Where, as in this case, the books in question are not those of a party, but those of a corporation not a party to the suit, it would seem that three elements should be considered by the Court in determining, as a matter of discretion, whether the defendant should be subjected to the Order here sought:  (a) whether good cause has been shown for the examination; (b) whether one not a party to the suit may be unduly affected by revelation of its private affairs; and (c) whether the books and records are in the possession, custody or control of the other party.  The general rule with regard to inspection of documents is that inspection orders should issue upon a showing that the desired inspection of the document or other property is relevant to the subject matter of the pending action and will aid the moving party in the preparation of his case, or otherwise facilitate proof of her progress at the trial, or the denial of prejudice to the moving party. Gerson at 198, (citing Gross v. Kennedy, 15 N.J. Super. 118 (Law. Div. 1951)).

                        The court reasoned that once a court determines that an asset is subject to equitable distribution, it is necessary that the court have the ability to appraise the value of the asset so that it can determine a fair allocation.  The court further stated:

In the case of a closely held corporation, the only feasible method for valuing the husband’s ownership interests lies in an examination of the corporations’ entire financial structure and condition.  If such an examination threatens the legitimate interests of other shareholders or the corporate entity itself, an appropriate Protective Order limiting disclosure of such information may be sought.  Id. at 200.

Material shown:
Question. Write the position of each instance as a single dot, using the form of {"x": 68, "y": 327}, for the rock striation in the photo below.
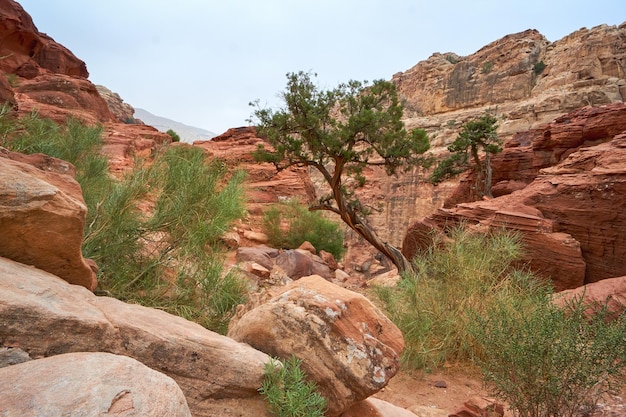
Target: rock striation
{"x": 563, "y": 186}
{"x": 42, "y": 216}
{"x": 103, "y": 384}
{"x": 347, "y": 346}
{"x": 45, "y": 316}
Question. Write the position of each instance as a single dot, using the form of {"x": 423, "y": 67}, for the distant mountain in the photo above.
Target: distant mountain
{"x": 187, "y": 133}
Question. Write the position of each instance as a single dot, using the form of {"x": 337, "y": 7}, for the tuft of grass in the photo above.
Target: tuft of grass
{"x": 289, "y": 224}
{"x": 433, "y": 307}
{"x": 287, "y": 391}
{"x": 544, "y": 360}
{"x": 155, "y": 233}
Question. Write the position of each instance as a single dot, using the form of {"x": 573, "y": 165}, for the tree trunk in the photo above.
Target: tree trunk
{"x": 391, "y": 252}
{"x": 488, "y": 175}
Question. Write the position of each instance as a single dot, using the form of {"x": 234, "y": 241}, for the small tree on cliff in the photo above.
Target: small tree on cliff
{"x": 339, "y": 132}
{"x": 476, "y": 136}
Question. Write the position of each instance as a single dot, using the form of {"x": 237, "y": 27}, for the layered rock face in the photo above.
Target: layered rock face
{"x": 563, "y": 187}
{"x": 28, "y": 52}
{"x": 525, "y": 78}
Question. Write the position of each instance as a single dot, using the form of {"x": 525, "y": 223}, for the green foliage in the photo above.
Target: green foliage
{"x": 175, "y": 137}
{"x": 544, "y": 360}
{"x": 288, "y": 393}
{"x": 432, "y": 306}
{"x": 339, "y": 133}
{"x": 290, "y": 224}
{"x": 13, "y": 80}
{"x": 476, "y": 136}
{"x": 169, "y": 259}
{"x": 539, "y": 67}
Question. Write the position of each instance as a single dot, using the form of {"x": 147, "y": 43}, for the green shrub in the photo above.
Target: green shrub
{"x": 288, "y": 393}
{"x": 167, "y": 257}
{"x": 175, "y": 137}
{"x": 544, "y": 360}
{"x": 433, "y": 306}
{"x": 290, "y": 224}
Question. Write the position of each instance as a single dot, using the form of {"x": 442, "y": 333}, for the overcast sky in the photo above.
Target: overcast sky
{"x": 200, "y": 62}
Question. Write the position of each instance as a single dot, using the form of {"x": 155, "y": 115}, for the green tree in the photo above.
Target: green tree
{"x": 476, "y": 136}
{"x": 339, "y": 132}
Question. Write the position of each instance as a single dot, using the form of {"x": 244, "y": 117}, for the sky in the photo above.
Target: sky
{"x": 201, "y": 62}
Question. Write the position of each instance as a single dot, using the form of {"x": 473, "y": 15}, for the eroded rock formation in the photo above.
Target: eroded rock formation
{"x": 46, "y": 316}
{"x": 42, "y": 216}
{"x": 102, "y": 384}
{"x": 564, "y": 187}
{"x": 348, "y": 347}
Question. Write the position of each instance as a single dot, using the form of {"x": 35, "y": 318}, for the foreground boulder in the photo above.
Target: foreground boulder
{"x": 42, "y": 216}
{"x": 45, "y": 316}
{"x": 347, "y": 346}
{"x": 89, "y": 384}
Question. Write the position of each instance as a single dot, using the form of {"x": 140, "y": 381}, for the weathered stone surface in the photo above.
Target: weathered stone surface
{"x": 89, "y": 384}
{"x": 22, "y": 45}
{"x": 42, "y": 216}
{"x": 348, "y": 347}
{"x": 480, "y": 406}
{"x": 122, "y": 143}
{"x": 583, "y": 68}
{"x": 373, "y": 407}
{"x": 46, "y": 316}
{"x": 263, "y": 255}
{"x": 573, "y": 211}
{"x": 59, "y": 96}
{"x": 123, "y": 112}
{"x": 551, "y": 254}
{"x": 264, "y": 185}
{"x": 299, "y": 263}
{"x": 609, "y": 293}
{"x": 12, "y": 356}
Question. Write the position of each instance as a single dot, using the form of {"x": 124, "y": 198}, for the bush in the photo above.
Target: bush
{"x": 433, "y": 306}
{"x": 175, "y": 137}
{"x": 290, "y": 224}
{"x": 288, "y": 393}
{"x": 167, "y": 257}
{"x": 548, "y": 361}
{"x": 170, "y": 260}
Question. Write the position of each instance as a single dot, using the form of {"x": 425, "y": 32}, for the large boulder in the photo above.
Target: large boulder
{"x": 42, "y": 216}
{"x": 570, "y": 208}
{"x": 45, "y": 316}
{"x": 89, "y": 384}
{"x": 609, "y": 293}
{"x": 347, "y": 346}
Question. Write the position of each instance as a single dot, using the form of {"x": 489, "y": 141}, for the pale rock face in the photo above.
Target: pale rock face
{"x": 348, "y": 347}
{"x": 87, "y": 384}
{"x": 42, "y": 216}
{"x": 569, "y": 204}
{"x": 609, "y": 293}
{"x": 45, "y": 316}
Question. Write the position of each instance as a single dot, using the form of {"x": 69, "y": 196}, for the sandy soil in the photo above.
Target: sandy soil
{"x": 409, "y": 389}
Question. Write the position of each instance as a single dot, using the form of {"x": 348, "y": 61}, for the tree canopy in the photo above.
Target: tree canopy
{"x": 339, "y": 132}
{"x": 479, "y": 135}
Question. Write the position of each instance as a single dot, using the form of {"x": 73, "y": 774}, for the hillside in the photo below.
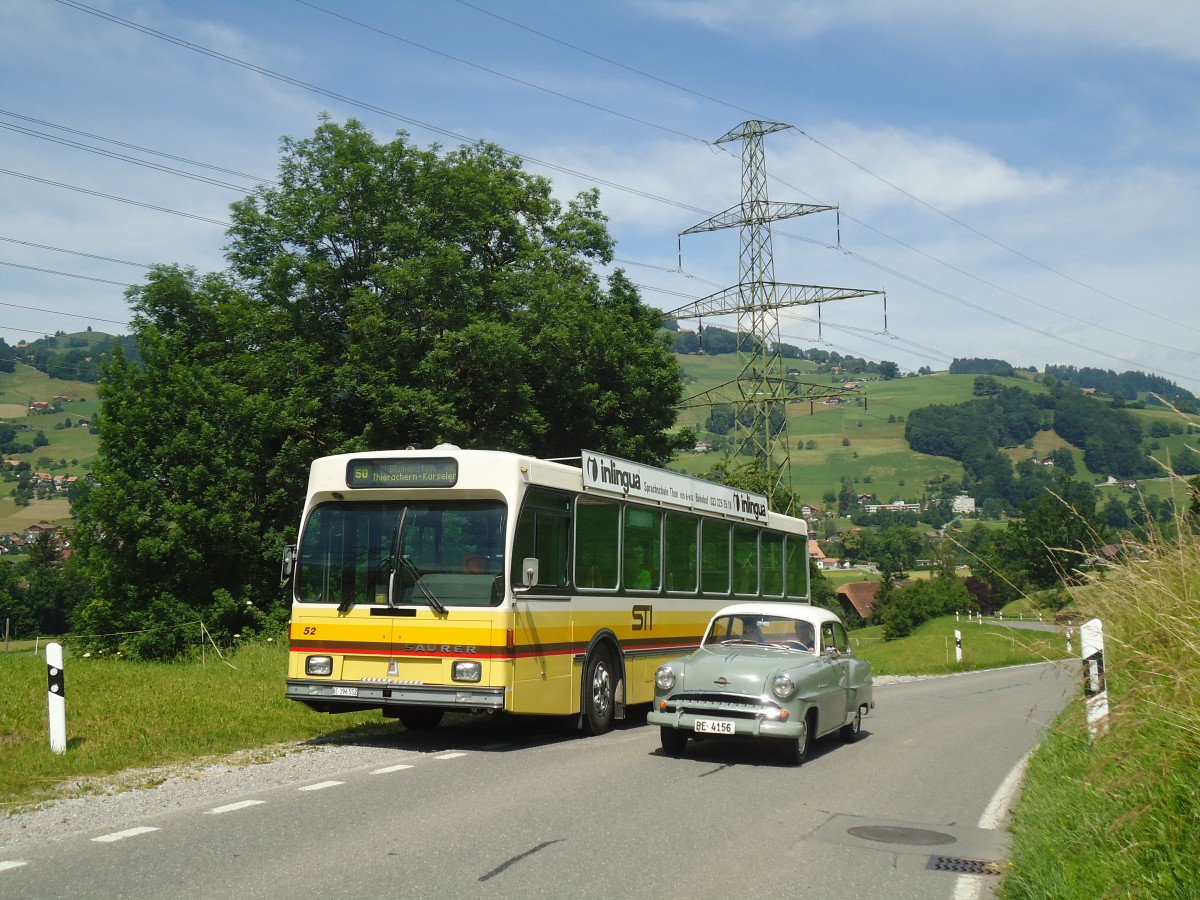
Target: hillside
{"x": 67, "y": 451}
{"x": 877, "y": 457}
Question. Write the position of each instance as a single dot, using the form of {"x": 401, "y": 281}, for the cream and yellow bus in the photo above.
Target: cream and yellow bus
{"x": 426, "y": 581}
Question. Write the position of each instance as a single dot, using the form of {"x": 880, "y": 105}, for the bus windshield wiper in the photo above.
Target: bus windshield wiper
{"x": 400, "y": 561}
{"x": 419, "y": 580}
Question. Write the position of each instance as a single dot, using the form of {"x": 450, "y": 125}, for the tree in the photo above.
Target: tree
{"x": 379, "y": 295}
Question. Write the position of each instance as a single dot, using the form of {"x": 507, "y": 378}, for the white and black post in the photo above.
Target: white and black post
{"x": 57, "y": 697}
{"x": 1091, "y": 648}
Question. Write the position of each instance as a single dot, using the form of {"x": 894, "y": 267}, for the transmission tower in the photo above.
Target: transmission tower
{"x": 763, "y": 389}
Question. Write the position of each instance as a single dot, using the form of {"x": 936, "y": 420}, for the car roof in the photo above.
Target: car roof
{"x": 816, "y": 615}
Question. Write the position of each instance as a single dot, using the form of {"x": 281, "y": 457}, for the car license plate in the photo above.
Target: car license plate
{"x": 714, "y": 726}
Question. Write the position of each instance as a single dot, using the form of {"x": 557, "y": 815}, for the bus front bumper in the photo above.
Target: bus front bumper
{"x": 347, "y": 696}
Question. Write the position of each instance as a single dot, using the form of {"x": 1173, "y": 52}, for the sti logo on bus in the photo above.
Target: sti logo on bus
{"x": 610, "y": 473}
{"x": 748, "y": 505}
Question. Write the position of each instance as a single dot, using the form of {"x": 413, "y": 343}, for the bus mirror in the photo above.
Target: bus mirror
{"x": 288, "y": 563}
{"x": 529, "y": 571}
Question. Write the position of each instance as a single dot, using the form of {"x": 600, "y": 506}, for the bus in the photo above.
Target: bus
{"x": 429, "y": 581}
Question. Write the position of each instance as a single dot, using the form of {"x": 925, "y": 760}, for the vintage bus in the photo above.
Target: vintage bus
{"x": 426, "y": 581}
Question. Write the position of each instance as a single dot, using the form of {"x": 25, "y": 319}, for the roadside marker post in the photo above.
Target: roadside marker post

Written instruction:
In the excerpt on inspecting corporate books, start at the words "The court reasoned" and stop after "sought.  Id. at 200.", and change each "asset" in that stretch to "property". The listing plays no part in this exercise.

Right answer:
The court reasoned that once a court determines that an property is subject to equitable distribution, it is necessary that the court have the ability to appraise the value of the property so that it can determine a fair allocation.  The court further stated:

In the case of a closely held corporation, the only feasible method for valuing the husband’s ownership interests lies in an examination of the corporations’ entire financial structure and condition.  If such an examination threatens the legitimate interests of other shareholders or the corporate entity itself, an appropriate Protective Order limiting disclosure of such information may be sought.  Id. at 200.